------ Material to process

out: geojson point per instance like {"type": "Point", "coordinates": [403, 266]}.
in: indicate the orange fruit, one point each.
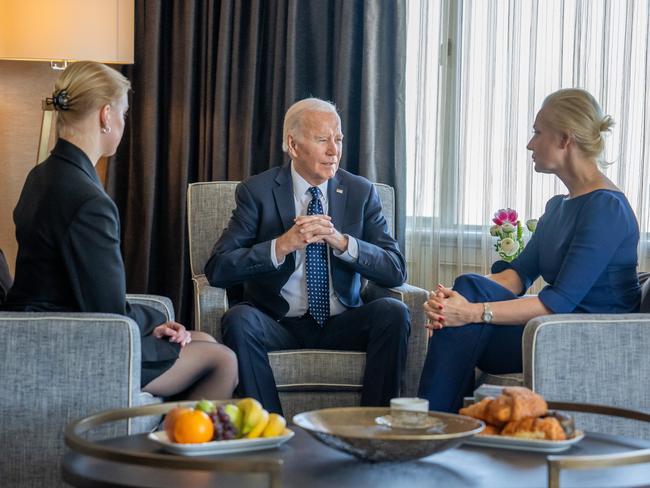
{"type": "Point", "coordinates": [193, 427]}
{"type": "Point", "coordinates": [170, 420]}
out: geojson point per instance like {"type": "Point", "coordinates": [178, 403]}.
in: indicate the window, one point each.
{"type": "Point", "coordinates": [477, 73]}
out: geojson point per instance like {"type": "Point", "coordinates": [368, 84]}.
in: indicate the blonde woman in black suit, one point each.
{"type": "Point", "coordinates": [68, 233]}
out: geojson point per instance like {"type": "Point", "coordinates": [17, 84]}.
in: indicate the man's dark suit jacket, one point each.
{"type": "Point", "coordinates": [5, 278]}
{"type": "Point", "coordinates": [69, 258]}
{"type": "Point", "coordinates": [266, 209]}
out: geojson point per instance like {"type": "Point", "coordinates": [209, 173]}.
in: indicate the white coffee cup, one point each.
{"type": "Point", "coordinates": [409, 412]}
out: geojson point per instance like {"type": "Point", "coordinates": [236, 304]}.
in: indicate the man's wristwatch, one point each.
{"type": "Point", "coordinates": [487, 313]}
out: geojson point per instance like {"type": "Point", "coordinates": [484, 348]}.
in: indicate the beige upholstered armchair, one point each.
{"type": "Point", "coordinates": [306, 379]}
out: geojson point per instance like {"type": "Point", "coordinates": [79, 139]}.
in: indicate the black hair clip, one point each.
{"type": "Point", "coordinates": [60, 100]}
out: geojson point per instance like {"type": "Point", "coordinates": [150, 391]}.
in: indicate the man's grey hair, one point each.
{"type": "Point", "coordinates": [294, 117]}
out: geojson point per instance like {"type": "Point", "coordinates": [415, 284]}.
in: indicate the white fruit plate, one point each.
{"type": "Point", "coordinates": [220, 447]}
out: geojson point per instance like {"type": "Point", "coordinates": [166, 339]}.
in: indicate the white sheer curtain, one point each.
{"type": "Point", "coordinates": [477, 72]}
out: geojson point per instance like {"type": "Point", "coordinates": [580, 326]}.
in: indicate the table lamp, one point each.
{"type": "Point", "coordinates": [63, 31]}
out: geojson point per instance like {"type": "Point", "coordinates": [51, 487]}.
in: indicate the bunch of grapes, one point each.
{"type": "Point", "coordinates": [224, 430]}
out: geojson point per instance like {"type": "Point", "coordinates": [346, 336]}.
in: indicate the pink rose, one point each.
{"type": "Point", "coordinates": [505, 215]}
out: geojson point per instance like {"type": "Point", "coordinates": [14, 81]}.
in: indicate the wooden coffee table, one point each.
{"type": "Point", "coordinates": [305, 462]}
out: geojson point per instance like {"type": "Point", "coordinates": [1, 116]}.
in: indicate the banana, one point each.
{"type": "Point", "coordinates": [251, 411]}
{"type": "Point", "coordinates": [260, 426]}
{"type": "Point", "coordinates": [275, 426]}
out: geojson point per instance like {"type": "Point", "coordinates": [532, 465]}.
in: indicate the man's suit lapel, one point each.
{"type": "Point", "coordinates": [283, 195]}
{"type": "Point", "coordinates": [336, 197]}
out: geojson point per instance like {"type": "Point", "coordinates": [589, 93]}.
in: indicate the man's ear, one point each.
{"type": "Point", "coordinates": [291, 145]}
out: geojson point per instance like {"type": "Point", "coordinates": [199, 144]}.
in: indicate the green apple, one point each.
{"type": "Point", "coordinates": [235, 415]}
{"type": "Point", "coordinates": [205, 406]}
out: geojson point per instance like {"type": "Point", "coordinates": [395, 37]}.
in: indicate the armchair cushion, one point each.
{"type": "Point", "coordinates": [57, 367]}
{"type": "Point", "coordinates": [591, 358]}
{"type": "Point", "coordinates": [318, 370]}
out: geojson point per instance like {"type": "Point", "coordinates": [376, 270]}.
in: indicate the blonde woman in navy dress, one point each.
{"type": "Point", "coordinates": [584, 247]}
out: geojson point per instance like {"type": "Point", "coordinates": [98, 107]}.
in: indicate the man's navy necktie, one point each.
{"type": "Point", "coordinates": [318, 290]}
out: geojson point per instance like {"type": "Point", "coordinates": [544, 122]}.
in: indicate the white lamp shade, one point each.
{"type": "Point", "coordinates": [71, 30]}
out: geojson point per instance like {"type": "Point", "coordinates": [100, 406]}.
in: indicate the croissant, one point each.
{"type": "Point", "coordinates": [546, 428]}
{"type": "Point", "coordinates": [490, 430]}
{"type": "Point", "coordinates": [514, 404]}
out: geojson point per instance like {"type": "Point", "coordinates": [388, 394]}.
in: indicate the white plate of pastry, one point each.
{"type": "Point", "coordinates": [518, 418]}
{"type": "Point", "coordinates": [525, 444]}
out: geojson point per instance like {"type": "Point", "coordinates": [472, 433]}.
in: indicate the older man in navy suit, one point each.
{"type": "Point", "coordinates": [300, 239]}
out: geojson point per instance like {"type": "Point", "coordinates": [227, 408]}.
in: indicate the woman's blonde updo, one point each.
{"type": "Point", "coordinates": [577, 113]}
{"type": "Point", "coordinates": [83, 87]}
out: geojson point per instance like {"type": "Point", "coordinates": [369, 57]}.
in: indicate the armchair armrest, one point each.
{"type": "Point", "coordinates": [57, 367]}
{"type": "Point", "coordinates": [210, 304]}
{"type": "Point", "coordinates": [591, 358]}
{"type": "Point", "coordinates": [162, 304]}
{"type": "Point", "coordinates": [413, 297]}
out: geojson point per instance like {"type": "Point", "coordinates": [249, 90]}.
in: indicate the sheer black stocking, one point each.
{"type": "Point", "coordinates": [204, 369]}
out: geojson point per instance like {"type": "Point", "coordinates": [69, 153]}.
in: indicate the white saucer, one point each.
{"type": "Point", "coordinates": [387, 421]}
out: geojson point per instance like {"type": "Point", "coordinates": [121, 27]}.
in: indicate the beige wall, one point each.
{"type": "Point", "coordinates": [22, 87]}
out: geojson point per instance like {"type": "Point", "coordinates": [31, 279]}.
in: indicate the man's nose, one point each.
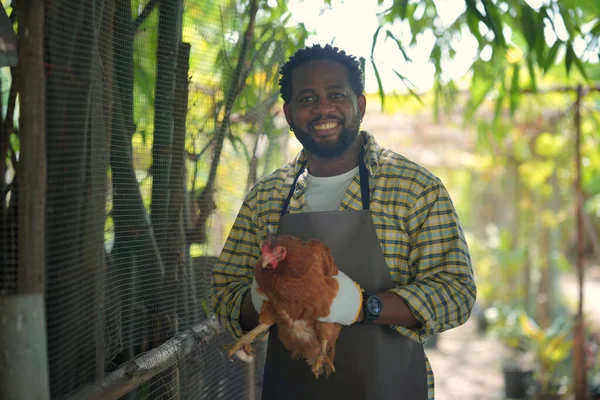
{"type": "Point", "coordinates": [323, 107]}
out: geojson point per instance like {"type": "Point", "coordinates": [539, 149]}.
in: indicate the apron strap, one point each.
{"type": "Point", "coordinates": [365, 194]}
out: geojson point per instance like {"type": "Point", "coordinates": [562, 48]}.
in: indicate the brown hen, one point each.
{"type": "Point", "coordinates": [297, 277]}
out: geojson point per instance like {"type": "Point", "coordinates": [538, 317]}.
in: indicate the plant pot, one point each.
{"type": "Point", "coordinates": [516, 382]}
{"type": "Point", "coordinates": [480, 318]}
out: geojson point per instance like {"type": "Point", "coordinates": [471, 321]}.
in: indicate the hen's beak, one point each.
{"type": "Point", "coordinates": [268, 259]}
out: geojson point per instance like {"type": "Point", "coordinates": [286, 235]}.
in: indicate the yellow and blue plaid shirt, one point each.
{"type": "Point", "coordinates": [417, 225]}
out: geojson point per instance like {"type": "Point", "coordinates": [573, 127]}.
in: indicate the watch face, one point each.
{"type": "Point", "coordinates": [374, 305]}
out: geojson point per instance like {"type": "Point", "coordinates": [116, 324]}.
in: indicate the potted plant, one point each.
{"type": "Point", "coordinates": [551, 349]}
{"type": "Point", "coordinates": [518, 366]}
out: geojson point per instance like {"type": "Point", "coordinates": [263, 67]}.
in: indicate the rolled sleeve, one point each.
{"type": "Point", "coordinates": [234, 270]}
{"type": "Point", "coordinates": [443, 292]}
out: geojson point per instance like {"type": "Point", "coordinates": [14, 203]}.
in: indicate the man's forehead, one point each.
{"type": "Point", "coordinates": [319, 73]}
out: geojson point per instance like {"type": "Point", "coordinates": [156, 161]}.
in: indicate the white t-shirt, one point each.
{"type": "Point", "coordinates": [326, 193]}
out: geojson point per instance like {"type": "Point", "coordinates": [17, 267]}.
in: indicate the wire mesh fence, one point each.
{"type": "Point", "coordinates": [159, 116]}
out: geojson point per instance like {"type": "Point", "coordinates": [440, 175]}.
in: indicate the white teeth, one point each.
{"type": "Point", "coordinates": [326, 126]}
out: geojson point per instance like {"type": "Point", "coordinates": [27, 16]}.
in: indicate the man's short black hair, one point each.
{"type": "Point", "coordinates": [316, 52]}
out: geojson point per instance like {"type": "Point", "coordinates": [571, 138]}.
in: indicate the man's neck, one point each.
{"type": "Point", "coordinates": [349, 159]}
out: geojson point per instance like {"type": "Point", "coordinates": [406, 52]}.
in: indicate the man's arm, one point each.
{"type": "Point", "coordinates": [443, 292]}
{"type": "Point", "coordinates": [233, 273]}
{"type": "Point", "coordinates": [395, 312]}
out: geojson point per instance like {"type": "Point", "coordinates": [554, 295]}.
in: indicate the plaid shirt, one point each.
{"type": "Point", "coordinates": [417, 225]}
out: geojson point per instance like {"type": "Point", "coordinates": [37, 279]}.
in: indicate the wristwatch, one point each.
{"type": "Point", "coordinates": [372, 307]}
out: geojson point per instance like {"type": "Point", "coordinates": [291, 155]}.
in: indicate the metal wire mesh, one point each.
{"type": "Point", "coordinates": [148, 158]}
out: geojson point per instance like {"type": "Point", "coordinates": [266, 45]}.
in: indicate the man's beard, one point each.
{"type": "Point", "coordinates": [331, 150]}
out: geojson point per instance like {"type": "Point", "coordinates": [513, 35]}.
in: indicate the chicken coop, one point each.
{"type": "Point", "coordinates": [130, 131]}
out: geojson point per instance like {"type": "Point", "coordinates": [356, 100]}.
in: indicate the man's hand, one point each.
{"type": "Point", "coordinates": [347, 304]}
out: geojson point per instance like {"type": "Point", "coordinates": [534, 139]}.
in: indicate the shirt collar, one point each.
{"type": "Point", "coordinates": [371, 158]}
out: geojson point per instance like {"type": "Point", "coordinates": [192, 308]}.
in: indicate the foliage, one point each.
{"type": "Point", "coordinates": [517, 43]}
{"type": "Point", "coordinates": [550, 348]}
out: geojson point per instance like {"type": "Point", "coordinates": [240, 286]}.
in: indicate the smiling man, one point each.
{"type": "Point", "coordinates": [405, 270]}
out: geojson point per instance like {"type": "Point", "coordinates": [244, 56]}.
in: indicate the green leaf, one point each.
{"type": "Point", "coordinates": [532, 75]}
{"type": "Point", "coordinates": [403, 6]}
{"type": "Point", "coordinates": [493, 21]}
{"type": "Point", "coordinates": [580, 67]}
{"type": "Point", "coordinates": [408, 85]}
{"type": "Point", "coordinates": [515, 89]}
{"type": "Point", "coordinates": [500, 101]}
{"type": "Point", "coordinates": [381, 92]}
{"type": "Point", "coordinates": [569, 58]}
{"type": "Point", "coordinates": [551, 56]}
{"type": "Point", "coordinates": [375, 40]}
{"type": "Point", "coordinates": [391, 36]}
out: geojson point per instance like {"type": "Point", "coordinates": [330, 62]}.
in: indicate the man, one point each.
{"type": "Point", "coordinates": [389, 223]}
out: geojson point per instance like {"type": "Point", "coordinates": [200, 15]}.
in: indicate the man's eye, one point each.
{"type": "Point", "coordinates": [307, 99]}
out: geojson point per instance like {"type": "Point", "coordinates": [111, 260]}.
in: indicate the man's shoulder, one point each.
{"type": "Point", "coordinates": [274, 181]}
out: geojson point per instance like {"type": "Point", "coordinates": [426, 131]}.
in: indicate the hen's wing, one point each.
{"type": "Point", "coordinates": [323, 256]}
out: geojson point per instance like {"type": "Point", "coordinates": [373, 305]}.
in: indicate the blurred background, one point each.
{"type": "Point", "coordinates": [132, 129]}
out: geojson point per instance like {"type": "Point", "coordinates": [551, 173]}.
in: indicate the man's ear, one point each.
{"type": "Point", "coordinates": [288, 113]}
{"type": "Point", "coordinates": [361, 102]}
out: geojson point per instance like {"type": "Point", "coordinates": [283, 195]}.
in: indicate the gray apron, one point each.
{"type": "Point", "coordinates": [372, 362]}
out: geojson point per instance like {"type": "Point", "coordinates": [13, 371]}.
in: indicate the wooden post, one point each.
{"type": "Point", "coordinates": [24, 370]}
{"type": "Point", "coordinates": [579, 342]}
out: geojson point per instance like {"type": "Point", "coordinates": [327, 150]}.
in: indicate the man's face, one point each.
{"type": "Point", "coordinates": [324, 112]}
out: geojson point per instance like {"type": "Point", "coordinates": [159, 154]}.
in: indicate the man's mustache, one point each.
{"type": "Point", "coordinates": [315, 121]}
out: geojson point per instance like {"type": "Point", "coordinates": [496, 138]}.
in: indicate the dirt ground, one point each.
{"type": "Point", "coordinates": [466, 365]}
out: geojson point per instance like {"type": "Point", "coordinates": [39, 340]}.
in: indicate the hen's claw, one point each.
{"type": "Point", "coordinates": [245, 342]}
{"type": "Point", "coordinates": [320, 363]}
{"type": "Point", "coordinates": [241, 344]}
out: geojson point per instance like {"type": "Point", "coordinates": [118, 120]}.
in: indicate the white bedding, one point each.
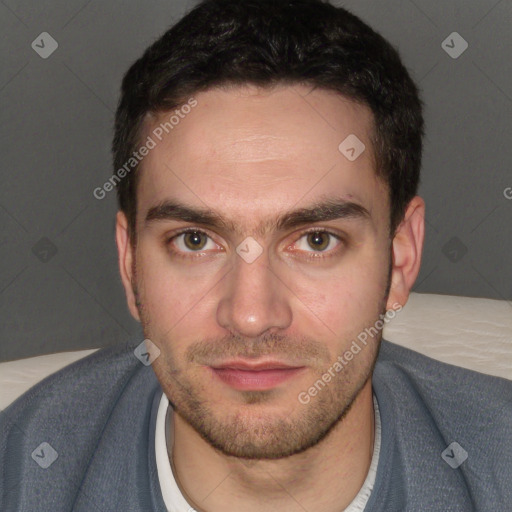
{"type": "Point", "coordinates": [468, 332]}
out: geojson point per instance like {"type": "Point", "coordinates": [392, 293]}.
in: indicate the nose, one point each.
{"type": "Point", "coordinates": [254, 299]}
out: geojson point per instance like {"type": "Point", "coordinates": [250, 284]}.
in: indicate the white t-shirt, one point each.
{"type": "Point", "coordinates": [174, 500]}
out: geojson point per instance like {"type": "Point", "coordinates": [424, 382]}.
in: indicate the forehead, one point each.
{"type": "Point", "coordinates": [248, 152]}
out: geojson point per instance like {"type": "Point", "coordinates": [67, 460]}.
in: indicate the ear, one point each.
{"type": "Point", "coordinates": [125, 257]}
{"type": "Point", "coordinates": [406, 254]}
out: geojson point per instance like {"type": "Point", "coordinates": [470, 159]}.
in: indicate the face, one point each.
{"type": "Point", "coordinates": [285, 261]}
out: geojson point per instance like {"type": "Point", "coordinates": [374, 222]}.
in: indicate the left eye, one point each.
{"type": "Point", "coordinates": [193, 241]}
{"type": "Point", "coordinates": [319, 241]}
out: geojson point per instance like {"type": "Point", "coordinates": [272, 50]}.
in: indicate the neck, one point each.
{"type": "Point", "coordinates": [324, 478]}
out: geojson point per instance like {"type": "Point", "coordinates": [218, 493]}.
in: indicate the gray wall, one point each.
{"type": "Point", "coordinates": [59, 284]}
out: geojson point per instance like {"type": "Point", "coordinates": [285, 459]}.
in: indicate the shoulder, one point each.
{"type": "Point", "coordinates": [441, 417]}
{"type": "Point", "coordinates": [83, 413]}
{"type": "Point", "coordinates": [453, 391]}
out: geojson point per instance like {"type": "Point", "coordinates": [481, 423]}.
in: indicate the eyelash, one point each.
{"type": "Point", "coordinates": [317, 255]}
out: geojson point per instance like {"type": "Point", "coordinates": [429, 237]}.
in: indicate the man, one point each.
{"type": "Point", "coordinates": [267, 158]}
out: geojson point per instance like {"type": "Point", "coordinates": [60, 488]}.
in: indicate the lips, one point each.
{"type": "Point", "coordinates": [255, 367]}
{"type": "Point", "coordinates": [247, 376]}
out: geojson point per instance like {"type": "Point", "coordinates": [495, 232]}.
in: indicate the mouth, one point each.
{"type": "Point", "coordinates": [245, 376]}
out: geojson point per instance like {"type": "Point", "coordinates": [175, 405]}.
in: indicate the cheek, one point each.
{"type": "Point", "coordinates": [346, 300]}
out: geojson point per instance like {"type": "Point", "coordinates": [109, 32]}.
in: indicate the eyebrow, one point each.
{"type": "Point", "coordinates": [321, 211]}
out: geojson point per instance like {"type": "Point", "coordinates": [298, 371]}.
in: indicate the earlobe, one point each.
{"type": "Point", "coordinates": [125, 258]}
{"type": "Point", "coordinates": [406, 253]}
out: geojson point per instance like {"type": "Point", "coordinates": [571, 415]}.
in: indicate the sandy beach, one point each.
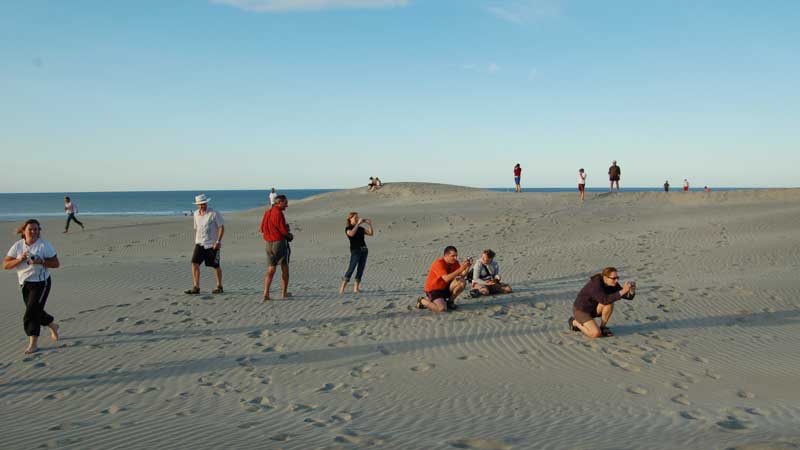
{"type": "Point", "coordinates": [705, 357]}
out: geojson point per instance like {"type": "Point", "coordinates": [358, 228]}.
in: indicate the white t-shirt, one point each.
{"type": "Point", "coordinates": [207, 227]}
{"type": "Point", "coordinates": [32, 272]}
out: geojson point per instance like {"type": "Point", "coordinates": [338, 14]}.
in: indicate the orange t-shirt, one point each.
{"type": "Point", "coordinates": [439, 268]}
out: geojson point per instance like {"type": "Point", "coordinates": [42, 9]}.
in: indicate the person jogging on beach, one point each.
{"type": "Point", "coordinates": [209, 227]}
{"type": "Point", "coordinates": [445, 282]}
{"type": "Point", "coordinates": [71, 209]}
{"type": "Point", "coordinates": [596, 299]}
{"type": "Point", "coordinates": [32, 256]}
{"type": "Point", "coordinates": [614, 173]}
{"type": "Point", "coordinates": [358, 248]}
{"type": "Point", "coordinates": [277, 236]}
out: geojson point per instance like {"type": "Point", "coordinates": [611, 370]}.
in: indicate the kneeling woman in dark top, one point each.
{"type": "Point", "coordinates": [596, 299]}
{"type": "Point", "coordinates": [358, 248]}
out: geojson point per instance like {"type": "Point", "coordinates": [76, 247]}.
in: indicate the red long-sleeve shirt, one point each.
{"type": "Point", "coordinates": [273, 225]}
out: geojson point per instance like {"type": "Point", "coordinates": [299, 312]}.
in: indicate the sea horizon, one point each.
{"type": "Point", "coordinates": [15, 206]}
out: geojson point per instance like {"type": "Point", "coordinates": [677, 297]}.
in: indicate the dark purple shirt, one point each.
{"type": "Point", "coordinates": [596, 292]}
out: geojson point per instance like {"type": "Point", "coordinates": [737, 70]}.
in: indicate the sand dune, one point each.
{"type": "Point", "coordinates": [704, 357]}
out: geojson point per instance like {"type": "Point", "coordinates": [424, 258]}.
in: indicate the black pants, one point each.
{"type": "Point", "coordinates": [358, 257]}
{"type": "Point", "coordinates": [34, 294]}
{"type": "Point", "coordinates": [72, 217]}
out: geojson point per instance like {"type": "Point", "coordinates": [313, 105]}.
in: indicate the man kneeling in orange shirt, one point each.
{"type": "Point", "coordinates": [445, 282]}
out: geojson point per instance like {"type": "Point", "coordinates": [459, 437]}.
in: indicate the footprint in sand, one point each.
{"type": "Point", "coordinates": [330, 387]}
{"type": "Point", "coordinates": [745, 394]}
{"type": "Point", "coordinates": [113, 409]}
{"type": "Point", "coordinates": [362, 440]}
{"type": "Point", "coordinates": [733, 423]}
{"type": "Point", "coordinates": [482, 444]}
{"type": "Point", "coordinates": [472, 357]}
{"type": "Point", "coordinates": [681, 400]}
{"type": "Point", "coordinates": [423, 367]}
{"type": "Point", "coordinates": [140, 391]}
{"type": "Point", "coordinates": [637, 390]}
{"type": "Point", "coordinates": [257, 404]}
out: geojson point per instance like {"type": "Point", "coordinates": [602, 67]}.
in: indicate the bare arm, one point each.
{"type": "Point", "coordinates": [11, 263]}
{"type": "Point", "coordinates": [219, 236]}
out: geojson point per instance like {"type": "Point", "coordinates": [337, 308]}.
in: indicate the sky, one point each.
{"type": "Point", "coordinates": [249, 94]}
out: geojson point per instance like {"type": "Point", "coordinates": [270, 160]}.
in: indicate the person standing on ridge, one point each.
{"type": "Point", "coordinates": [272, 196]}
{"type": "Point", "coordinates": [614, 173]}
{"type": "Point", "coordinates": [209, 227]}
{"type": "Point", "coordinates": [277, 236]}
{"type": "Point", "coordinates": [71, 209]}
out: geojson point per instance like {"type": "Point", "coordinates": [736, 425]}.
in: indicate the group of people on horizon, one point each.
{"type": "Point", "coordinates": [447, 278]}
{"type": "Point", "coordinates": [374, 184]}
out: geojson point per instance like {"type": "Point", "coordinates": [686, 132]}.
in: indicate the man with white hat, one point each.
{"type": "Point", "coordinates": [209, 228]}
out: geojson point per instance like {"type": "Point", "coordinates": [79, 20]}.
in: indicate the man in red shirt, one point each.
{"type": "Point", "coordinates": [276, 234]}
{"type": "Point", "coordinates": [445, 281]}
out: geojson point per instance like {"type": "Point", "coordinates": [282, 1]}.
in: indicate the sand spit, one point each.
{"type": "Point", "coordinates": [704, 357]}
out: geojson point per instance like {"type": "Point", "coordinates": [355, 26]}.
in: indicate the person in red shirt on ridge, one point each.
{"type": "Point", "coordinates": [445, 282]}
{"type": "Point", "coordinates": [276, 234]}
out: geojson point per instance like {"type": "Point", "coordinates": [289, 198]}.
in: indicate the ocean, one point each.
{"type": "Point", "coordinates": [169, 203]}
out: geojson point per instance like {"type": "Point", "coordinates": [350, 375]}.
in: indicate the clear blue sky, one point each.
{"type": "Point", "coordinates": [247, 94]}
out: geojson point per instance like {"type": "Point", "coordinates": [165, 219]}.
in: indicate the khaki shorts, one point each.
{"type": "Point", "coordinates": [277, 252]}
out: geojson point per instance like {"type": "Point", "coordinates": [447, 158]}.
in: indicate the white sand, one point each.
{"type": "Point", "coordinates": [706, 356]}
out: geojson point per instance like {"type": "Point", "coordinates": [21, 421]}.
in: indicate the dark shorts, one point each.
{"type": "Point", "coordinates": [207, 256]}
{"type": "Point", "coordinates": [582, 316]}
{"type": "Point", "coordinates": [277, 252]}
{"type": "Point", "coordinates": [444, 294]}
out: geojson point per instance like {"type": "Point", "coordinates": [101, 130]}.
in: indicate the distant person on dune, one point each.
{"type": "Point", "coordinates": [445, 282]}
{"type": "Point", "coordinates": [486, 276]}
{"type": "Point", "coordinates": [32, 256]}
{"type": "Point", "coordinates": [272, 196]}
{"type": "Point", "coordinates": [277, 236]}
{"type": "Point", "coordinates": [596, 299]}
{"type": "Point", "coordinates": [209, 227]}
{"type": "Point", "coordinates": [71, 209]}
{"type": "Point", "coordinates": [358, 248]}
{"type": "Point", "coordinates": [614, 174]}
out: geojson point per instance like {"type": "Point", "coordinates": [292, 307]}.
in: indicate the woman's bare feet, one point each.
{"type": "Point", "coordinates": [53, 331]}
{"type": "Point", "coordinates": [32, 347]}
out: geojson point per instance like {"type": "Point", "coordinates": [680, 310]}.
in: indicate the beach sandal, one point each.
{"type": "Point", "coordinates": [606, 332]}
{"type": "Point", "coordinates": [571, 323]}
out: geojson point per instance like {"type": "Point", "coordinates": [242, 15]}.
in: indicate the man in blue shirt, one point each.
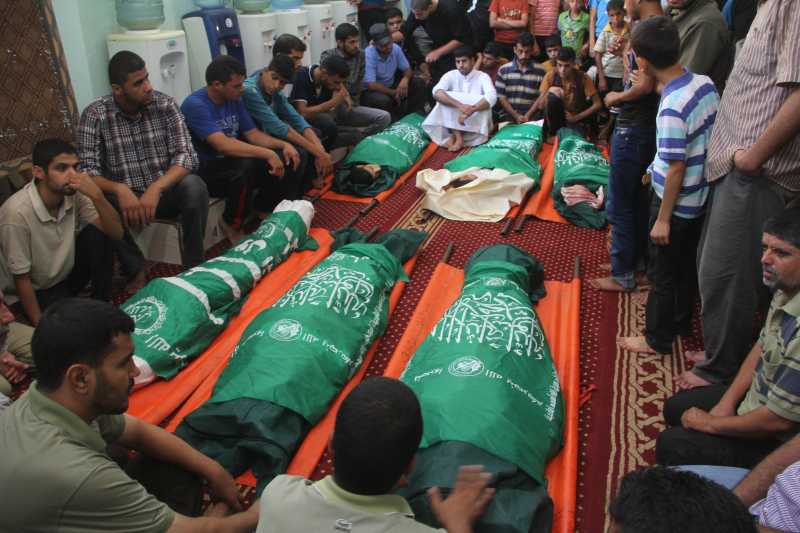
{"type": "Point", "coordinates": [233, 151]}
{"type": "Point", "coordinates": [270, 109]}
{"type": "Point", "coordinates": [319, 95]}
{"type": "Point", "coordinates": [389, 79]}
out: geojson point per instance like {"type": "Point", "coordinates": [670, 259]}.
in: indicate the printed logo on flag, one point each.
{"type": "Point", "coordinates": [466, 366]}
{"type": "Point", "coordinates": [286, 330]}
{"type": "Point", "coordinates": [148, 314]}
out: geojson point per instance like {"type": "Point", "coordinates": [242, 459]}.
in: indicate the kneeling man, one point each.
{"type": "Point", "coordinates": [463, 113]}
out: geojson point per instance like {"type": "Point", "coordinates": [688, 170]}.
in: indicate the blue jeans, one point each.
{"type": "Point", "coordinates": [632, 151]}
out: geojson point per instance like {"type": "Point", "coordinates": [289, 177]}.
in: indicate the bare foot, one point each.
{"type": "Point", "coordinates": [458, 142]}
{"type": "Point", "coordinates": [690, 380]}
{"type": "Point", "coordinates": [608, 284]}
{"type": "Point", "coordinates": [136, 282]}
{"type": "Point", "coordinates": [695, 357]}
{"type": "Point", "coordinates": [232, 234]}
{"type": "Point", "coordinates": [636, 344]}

------------

• Requirement: Please list each line of the listing above that contains the word "orange".

• Result of the exercise:
in: indicate the orange fruit, one point each.
in: indicate the orange t-shirt, one point each.
in: indicate the man kneeling in orange shirt, one point each.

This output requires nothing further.